-- Data excerpts --
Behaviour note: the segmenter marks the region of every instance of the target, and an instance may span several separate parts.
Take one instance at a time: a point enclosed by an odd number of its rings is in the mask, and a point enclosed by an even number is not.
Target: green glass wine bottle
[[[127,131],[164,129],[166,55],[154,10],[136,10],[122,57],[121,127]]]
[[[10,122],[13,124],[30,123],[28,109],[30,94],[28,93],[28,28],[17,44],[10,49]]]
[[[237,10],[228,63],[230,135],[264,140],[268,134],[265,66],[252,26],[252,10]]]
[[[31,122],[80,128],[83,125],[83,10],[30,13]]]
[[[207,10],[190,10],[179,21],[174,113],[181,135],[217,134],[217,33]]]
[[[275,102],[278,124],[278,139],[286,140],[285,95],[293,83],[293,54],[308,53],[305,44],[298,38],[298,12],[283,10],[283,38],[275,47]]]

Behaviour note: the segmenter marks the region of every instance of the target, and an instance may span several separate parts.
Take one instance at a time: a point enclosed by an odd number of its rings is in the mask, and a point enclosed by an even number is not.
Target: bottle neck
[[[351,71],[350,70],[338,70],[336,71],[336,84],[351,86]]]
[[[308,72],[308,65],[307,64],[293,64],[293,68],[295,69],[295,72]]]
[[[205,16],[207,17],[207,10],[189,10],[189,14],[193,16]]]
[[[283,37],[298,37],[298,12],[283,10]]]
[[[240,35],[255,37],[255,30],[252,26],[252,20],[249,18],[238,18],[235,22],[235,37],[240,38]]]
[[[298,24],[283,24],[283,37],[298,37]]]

-- Task statement --
Without omission, return all of the records exactly as given.

-- The completed task --
Behaviour note: the segmenter marks the region of every instance of the target, and an instance may span several separate parts.
Take one instance at a time: a point enclosed by an odd number of its rings is in the mask, and a point enclosed by an even number is not.
Target: green glass wine bottle
[[[127,131],[164,129],[166,55],[154,10],[136,10],[122,57],[121,127]]]
[[[10,122],[13,124],[30,123],[28,109],[30,94],[28,93],[28,28],[17,44],[10,49]]]
[[[237,10],[228,63],[230,135],[264,140],[268,134],[265,66],[252,26],[252,10]]]
[[[31,122],[80,128],[83,125],[83,10],[30,13]]]
[[[207,10],[190,10],[179,21],[174,113],[181,135],[217,134],[217,33]]]
[[[275,102],[278,124],[278,139],[286,140],[285,95],[293,83],[293,54],[308,53],[305,44],[298,38],[298,12],[283,10],[283,38],[275,47]]]

Behaviour note: the segmenter marks the region of every instance of the target, and an instance may span several separate parts.
Take one instance at a time: a point enclosed by an odd number of its rings is in the mask, and a point enclosed by an even number is not.
Target: bottle neck
[[[351,71],[350,70],[338,70],[336,71],[336,84],[351,86]]]
[[[308,72],[308,65],[307,64],[293,64],[293,68],[295,69],[295,72]]]
[[[205,16],[207,17],[207,10],[189,10],[189,14],[193,16]]]
[[[283,37],[298,37],[298,12],[283,10]]]
[[[240,35],[255,37],[255,30],[252,26],[252,20],[249,18],[238,18],[235,22],[235,37],[240,38]]]
[[[298,24],[283,24],[283,37],[298,37]]]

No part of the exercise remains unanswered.